Instructions for the task =
Write the records out exactly as shown. No pictures.

Point localization data:
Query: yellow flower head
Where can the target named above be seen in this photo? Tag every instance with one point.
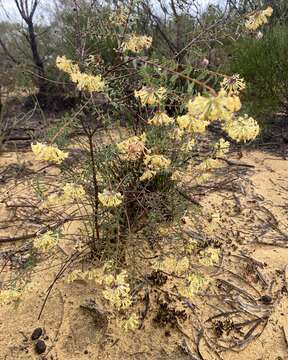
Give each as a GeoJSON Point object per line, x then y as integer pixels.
{"type": "Point", "coordinates": [132, 148]}
{"type": "Point", "coordinates": [119, 16]}
{"type": "Point", "coordinates": [48, 153]}
{"type": "Point", "coordinates": [212, 108]}
{"type": "Point", "coordinates": [150, 96]}
{"type": "Point", "coordinates": [137, 43]}
{"type": "Point", "coordinates": [242, 129]}
{"type": "Point", "coordinates": [258, 19]}
{"type": "Point", "coordinates": [91, 83]}
{"type": "Point", "coordinates": [110, 198]}
{"type": "Point", "coordinates": [132, 323]}
{"type": "Point", "coordinates": [160, 118]}
{"type": "Point", "coordinates": [66, 65]}
{"type": "Point", "coordinates": [147, 175]}
{"type": "Point", "coordinates": [221, 148]}
{"type": "Point", "coordinates": [233, 84]}
{"type": "Point", "coordinates": [9, 295]}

Response area =
Query: yellow flower head
Where can the target named above be seen in this photo? Tag every instance with one point.
Give each as a GeoJSON Point object per line, x then y as integer pixels.
{"type": "Point", "coordinates": [132, 148]}
{"type": "Point", "coordinates": [119, 16]}
{"type": "Point", "coordinates": [48, 153]}
{"type": "Point", "coordinates": [212, 108]}
{"type": "Point", "coordinates": [150, 96]}
{"type": "Point", "coordinates": [137, 43]}
{"type": "Point", "coordinates": [242, 129]}
{"type": "Point", "coordinates": [258, 19]}
{"type": "Point", "coordinates": [91, 83]}
{"type": "Point", "coordinates": [110, 198]}
{"type": "Point", "coordinates": [132, 323]}
{"type": "Point", "coordinates": [160, 118]}
{"type": "Point", "coordinates": [66, 65]}
{"type": "Point", "coordinates": [147, 175]}
{"type": "Point", "coordinates": [221, 148]}
{"type": "Point", "coordinates": [233, 84]}
{"type": "Point", "coordinates": [9, 295]}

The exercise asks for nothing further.